Task instructions
All lines after the one containing "The service MUST place one dot on the reflective", together with that line itself, should be written out exactly, down to the last line of the entries below.
BEGIN Listed entries
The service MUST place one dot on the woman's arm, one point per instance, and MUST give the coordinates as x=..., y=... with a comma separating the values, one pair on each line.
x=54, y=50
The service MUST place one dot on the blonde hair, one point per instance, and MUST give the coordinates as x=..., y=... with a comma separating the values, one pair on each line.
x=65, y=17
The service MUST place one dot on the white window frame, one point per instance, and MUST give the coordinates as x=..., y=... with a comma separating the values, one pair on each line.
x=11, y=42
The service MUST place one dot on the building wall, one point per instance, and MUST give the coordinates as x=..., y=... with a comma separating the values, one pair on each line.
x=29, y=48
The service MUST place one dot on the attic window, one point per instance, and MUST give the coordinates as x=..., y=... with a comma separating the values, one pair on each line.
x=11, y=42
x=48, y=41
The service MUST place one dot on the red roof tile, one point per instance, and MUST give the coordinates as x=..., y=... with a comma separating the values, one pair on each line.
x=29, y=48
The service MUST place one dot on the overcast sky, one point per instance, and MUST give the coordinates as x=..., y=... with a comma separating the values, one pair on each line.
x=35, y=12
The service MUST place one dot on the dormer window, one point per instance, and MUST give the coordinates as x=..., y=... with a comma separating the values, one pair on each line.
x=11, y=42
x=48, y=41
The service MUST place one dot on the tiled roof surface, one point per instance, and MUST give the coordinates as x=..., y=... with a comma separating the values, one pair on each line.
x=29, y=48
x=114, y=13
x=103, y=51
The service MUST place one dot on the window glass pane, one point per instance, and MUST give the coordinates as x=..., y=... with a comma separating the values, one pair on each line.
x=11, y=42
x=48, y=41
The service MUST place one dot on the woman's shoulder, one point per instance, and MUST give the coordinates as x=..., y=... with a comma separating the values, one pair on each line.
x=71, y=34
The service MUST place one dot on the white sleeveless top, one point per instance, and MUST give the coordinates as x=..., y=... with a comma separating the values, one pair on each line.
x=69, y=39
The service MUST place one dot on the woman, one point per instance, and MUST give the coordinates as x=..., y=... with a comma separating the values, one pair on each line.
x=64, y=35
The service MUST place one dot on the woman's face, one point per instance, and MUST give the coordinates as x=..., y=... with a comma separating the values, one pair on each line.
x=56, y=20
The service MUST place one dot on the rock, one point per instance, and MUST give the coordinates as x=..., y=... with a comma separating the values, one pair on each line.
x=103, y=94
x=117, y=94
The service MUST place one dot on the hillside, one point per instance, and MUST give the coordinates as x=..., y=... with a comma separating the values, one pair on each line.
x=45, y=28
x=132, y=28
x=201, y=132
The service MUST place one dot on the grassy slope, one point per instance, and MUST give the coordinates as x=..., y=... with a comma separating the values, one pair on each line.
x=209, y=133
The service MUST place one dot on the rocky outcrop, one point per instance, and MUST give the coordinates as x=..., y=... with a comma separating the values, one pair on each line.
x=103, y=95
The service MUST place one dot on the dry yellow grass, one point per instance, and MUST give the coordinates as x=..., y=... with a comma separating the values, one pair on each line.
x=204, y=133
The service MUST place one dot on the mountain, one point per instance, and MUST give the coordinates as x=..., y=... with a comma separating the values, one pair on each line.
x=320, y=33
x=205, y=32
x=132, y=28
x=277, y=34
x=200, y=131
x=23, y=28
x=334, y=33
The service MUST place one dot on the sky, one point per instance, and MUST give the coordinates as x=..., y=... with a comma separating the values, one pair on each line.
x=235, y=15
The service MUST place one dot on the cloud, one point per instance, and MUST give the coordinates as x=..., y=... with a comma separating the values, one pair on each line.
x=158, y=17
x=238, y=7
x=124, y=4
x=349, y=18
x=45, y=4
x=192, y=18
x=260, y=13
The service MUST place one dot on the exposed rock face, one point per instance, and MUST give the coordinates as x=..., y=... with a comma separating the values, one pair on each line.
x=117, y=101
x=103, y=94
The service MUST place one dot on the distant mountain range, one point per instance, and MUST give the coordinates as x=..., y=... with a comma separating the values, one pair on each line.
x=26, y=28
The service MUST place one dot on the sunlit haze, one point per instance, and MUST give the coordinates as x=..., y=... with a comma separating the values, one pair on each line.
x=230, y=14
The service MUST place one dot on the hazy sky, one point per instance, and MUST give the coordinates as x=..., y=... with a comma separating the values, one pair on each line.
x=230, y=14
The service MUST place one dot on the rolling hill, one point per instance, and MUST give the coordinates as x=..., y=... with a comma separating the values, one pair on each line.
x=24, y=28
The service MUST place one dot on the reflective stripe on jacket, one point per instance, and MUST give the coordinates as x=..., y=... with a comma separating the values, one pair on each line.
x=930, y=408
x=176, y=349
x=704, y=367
END Listed entries
Result of this exercise
The service MUST place one dot on the reflective stripe on jacket, one point per instance, and MUST give the coordinates as x=..., y=... with a comma separating the values, one pair on each line.
x=930, y=408
x=176, y=349
x=704, y=367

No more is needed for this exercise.